What you should do: Produce an exact transcription of the listing below, omitting the pictures.

** START Records for this task **

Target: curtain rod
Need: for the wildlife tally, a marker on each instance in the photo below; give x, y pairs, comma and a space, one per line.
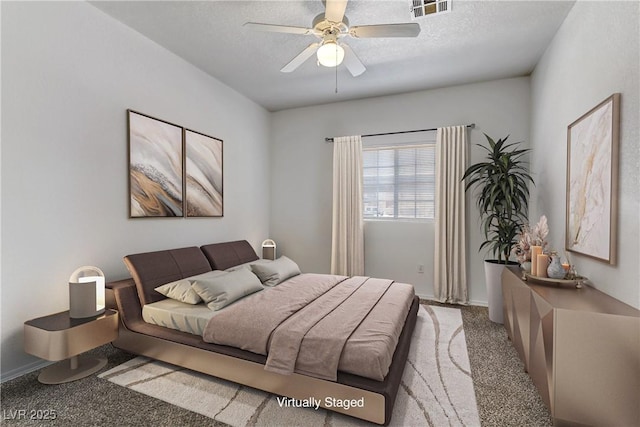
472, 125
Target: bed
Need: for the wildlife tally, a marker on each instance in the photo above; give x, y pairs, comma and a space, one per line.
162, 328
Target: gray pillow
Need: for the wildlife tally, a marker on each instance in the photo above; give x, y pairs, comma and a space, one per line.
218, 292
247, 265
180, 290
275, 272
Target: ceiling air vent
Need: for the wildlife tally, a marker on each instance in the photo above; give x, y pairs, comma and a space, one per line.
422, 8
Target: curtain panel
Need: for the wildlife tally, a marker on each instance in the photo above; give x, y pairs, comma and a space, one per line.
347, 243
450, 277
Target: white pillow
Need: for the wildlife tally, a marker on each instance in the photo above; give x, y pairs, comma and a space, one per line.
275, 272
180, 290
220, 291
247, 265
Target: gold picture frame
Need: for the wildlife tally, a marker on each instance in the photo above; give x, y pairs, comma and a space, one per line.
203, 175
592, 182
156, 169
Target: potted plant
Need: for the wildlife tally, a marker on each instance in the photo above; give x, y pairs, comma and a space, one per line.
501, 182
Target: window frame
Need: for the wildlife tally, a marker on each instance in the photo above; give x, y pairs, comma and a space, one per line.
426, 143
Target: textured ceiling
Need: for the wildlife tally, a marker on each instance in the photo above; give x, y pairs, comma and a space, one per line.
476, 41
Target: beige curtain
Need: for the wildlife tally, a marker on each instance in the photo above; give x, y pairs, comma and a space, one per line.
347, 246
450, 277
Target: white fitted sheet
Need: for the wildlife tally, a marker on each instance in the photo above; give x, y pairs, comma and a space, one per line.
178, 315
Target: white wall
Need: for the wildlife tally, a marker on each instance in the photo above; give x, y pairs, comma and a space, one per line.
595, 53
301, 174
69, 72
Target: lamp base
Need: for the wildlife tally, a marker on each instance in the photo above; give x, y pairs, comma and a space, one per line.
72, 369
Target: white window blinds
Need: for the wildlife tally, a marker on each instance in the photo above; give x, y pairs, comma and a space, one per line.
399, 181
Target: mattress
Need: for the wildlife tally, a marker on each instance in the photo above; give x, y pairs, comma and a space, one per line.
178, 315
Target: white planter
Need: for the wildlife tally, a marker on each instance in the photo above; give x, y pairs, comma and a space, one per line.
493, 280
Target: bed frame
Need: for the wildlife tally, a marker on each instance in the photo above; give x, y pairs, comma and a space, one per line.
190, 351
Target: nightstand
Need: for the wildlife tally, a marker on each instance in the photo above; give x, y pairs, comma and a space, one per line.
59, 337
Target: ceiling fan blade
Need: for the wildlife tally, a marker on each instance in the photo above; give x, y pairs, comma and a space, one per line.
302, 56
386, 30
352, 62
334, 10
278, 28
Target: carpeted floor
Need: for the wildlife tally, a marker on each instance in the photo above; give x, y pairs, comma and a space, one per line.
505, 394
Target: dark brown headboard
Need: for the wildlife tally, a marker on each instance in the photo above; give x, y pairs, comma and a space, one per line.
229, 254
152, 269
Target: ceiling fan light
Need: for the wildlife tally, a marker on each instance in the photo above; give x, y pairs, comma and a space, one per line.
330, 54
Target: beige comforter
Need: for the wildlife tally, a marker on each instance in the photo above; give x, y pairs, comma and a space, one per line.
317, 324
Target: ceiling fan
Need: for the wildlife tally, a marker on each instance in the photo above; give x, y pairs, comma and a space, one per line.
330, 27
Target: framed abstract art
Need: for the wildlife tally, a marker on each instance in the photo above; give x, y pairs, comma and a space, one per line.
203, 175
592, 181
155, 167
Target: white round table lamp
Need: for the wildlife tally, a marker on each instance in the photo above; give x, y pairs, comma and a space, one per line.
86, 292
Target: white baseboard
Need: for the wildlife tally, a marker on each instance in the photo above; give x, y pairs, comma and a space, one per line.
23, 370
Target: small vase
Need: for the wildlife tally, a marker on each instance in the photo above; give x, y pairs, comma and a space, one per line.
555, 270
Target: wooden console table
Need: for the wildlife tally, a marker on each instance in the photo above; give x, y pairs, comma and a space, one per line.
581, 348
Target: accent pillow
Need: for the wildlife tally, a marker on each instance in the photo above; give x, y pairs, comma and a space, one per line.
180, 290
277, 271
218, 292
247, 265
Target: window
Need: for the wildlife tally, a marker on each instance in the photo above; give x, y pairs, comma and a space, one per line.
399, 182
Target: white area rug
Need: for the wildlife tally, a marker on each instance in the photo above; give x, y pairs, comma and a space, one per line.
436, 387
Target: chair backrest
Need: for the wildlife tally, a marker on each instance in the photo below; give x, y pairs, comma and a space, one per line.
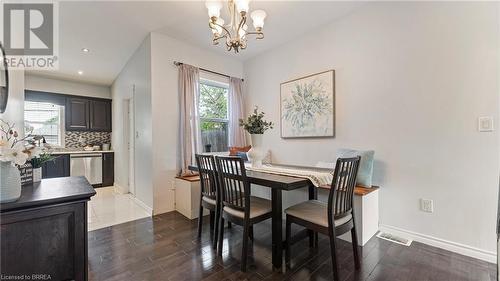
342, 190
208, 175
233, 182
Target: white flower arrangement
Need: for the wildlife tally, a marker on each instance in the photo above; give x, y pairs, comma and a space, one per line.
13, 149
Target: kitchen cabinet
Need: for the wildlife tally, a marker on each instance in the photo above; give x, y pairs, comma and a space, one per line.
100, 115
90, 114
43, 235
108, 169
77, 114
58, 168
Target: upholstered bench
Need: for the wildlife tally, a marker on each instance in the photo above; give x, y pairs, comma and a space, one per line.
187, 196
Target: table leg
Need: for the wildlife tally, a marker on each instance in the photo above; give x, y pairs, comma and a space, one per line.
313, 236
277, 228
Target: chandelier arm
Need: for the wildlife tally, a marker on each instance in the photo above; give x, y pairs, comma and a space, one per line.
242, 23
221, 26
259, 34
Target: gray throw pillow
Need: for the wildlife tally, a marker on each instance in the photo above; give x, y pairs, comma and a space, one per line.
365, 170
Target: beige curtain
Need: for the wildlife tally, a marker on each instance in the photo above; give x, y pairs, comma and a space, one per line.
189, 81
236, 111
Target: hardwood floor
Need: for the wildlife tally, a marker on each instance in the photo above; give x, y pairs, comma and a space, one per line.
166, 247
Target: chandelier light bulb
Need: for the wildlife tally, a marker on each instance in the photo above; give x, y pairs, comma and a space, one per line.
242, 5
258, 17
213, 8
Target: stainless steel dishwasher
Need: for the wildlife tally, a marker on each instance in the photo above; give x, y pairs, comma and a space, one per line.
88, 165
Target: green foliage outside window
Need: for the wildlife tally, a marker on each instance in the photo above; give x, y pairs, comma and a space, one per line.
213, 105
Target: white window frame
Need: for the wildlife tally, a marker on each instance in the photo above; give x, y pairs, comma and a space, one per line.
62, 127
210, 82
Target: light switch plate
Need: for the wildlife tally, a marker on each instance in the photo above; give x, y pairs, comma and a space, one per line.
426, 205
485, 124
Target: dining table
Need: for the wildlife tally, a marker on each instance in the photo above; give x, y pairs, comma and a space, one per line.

** END Records for this task **

Response to this exercise:
Target: curtain rod
Need: for the wildlife tally, a marker on each instance in the photo below; give x, y pairs, comma and a space, one per line.
472, 125
Target: bed
Need: for the wildlife tally, a marker on each instance in the photo above; give x, y pairs, comma and a space, one per line.
162, 328
Target: gray pillow
Need: for the wildlife tally, a marker on each instance in the photo above; give x, y pairs, comma and a space, one per line.
218, 292
247, 265
180, 290
275, 272
Target: ceiling air vent
Need: for the wildlife tally, a marker on each instance in the photo above; give x, y pairs, comma and a space, one per line.
422, 8
Target: curtain panel
Need: for the wildlife tally, a marker on each instance in the photo above; give x, y pairs, comma and a space, one per line.
347, 243
450, 277
Target: white pillow
Need: for the wildlife tally, a marker on each instance in the photo above; give x, y pairs, comma and a space, one per line.
275, 272
180, 290
220, 291
247, 265
Target: gold picture frame
Need: for the wildlife tally, a marker on each instance in the photo above; give x, y pairs, comma and a space, one per line.
203, 175
592, 182
156, 169
Target: potted plant
Need: for the wildlife tally, a marker on each instance in the photo above; give x, y pairs, comma and a space, one per line.
501, 182
Target: window frame
Need: for the wildlife tally, a marker on each instance in the photo above; give x, y pairs, comma and a space, one per line.
426, 143
Target: textured ceiling
Need: for the wildlife tally, a marker on each instance in the photo above; give x, y pairs, comma and a space, one per line.
476, 41
Target: beige curtain
Need: for the wildlife tally, a marker on each instance in the photo above; give x, y pairs, comma and a space, one per line.
347, 246
450, 277
Target: white fitted sheet
Need: for the wildlife tally, a marker on each instance in the photo above; give x, y pairs, comma and a space, one per line.
178, 315
Target: white wall
Need: for the wildlife tally, a marker on each instance in the photo above; give x, y pairs, comma and a space, one per line.
595, 53
301, 174
69, 72
Target: lamp base
Need: for the wildlife tally, a marker on each instance in the photo above; give x, y pairs, comma and a space, one per line.
72, 369
Target: white window blinds
Need: for the wildlife tally, a marker on each instance in the photo above; give x, y pairs, comma and a space, one per line.
399, 181
Target: mattress
Need: for the wildlife tally, a marker on each instance in the photo above; give x, y pairs, comma and a space, one per line.
178, 315
Target: white planter
Need: for the wildlife tally, a marker on each instance in the photo above; give x, y pairs, comma and a space, one per line.
493, 280
Target: bed frame
Need: for the wildlife tally, a marker on each instance in the photo above; give x, y pairs, comma and a space, one per line.
190, 351
Target: nightstand
Need: for the wildlife tally, a marker on each instance in the photo above; give x, y pairs, comma and a space, one per line.
59, 337
Target: ceiling fan blade
Need: for the wildlife tally, a marker on each instance in the photo above; give x, y pairs, comma and a space, one per line.
302, 56
386, 30
352, 62
334, 10
278, 28
Target: carpeted floor
Need: for the wildlife tally, a marker on each instance in the photo above; give x, y pairs, comma and a space, one per line.
505, 394
Target: dark brown headboard
Need: for the wildlife tally, a marker on each instance in the photo above; give x, y pairs, comma and a space, one per line.
229, 254
152, 269
Target: ceiling fan light
Need: for the wildlife tally, a marker on each instance in the photo above; give x, y pairs, comma and a space, one per line.
330, 54
Target: beige comforter
Need: for the wildlife tally, a marker on each instance in the photo above; give x, y pairs, comma and a space, one per line.
317, 324
Target: ceiling fan
Need: for the wildlife tally, a marker on each instance in the photo above; give x, y pairs, comma and a space, one per line.
330, 27
Target: framed abstract art
Need: for the wildlife tally, a marker on each instance in the photo above; give x, y pairs, comma and a space, one per line.
203, 175
592, 181
155, 167
Target: white round table lamp
Need: for the wildlife tally, a marker on each instance in the photo above; give x, y pairs, comma and a space, one per line.
86, 292
Target: white baseboard
Need: for the wildlife tally, a marker on each instance in the photo above; give x, y pairs, comma and a space, one per line.
23, 370
Target: small vase
Need: for the wildlife tally, a marker on each instance in the photo above; give x, y pairs, comma and a space, one per line.
555, 270
Target: wooden console table
Need: for the wildlife tally, a marker on each instance in the photo above; give x, y pairs, comma and a space, one per line.
581, 348
Target: accent pillow
Need: for the wildlife tally, a marker on each instance in the photo above; give x, y pairs, comma and a space, one per line.
180, 290
277, 271
218, 292
247, 265
Target: window
Need: for the wildlife tally, a marker on each instance in the photo above; give x, y pairs, comma and a space, one per line.
399, 182
Target: white area rug
Need: for the wildlife tally, a marker on each instance in the photo above; give x, y pairs, comma and a space, one per line.
436, 387
Target: chair backrest
Need: for the wildlife tally, a marker on each instance in the photo below; give x, y pairs, comma and a space, one per line.
342, 190
208, 175
233, 182
Target: white flower arrangement
Need: for the wildlife tally, a marker on each instance in the photo above; give x, y pairs, comma and a space, one per line.
13, 149
Target: kitchen cabinet
Need: for the wildlife tally, a marker on each instance in the photo above; give x, y pairs, comma and a space, one per line.
100, 115
90, 114
43, 235
108, 169
77, 114
58, 168
Target: upholstered bench
Need: for the wildlife tally, a marker on each instance in the photo above; give x, y pairs, comma and a space, one per line.
187, 196
Target: table leg
Need: for the wildlife tally, a marker on each instance in the photo above; give x, y pairs, comma and a space, one per line.
313, 236
277, 228
Target: chandelier arm
Need: for the wildlife tally, a marker on each instance in the photo above; give x, y pairs, comma and a space, one per line.
242, 23
221, 26
259, 34
Target: gray throw pillow
Need: for the wildlife tally, a marker on each instance in the photo above; give x, y pairs, comma and a space, one per line.
365, 170
Target: beige curtain
Need: for the wildlife tally, a marker on each instance in the photo above; give x, y pairs, comma and a space, one per line.
189, 81
236, 111
Target: hardwood floor
Need: for the wildlife tally, a marker on each instance in the photo above; give x, y pairs, comma and a space, one per line.
166, 247
Target: chandelier light bulb
Need: for the wildlife tally, a marker on each instance in the photo above; give x, y pairs, comma and a space, one per line.
242, 5
258, 17
213, 8
Target: stainless steel dishwasher
Need: for the wildlife tally, a marker on each instance in the photo above; give x, y pairs, comma and a space, one per line.
88, 165
Target: green foliage outside window
Need: for the wildlife tally, a marker on each instance in the photo above; give x, y pairs, comma and a space, one per line.
213, 105
Target: white window frame
Need: for the wildlife tally, a marker on each instance in the photo above; give x, y pairs, comma and a space, one per line.
62, 127
210, 82
Target: light switch plate
Need: for the wildlife tally, a marker on each instance in the photo above; give x, y pairs, comma and a space, one per line.
426, 205
485, 124
Target: dining table
Need: for the wildlife tally, a marker on each instance in the photo above; give x, y pairs, comma and a space, one per line.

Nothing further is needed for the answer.